» WHAT THE EXERCISE ASKS: Each record below must be retyped exactly, with nothing left out.

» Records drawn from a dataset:
--------
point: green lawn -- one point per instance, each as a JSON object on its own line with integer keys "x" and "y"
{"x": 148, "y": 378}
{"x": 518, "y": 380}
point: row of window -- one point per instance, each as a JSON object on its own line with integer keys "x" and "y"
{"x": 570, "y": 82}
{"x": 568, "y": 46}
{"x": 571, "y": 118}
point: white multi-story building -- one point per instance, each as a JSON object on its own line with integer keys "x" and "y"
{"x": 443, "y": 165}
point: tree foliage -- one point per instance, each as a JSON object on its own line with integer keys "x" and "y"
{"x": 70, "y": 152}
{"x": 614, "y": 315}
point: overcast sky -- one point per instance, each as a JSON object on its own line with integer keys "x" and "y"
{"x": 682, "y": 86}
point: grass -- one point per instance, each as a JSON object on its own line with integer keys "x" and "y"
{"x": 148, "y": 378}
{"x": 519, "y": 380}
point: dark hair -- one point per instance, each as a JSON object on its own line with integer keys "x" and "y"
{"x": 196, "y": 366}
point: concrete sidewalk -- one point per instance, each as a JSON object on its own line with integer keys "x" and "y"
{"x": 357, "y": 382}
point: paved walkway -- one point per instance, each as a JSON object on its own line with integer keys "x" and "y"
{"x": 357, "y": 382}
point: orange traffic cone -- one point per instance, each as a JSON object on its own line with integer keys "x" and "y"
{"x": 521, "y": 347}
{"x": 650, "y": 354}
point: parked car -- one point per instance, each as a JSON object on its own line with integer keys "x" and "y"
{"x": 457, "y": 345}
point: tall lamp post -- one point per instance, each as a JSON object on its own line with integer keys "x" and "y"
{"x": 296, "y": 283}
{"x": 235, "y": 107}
--------
» RESPONSE:
point: green lawn -- one point per instance, each as a JSON object on its own line with integer keys "x" and "y"
{"x": 148, "y": 378}
{"x": 518, "y": 380}
point: row of window -- one point per instance, each as a JSON object on its own line with integer keys "x" and "y"
{"x": 570, "y": 82}
{"x": 568, "y": 46}
{"x": 571, "y": 118}
point: white multi-story building -- one point per instance, each as a JSON object on its own line with integer keys "x" and "y"
{"x": 443, "y": 165}
point: tree foliage -- one point per instance, each as a JSON object on its own line with integer keys "x" and "y"
{"x": 70, "y": 152}
{"x": 614, "y": 315}
point: overcast sky -- one point per instance, each as a JSON object on its own line with integer keys "x" and "y"
{"x": 682, "y": 86}
point: grass -- one point per instance, each as a JSON object on its own line with integer keys "x" and "y"
{"x": 148, "y": 378}
{"x": 519, "y": 380}
point: dark hair -- one point per instance, each as a JSON object on its own line with integer keys "x" and "y"
{"x": 196, "y": 366}
point: concrete sidewalk -- one point per instance, each as a JSON object on its own line with integer keys "x" and "y"
{"x": 357, "y": 382}
point: paved walkway -- one point per instance, each as a JSON object on its own line with integer keys "x" and "y"
{"x": 357, "y": 382}
point: orange traffic cone -- one point per instance, each as a JSON object on its own line with integer keys "x" and "y"
{"x": 521, "y": 347}
{"x": 650, "y": 354}
point: parked car -- one point per instance, each as a JSON object on its own line with integer keys "x" and "y"
{"x": 457, "y": 345}
point: tall lamp post -- one point per instance, each as a JSON object on its own line with integer keys "x" and "y"
{"x": 296, "y": 283}
{"x": 235, "y": 107}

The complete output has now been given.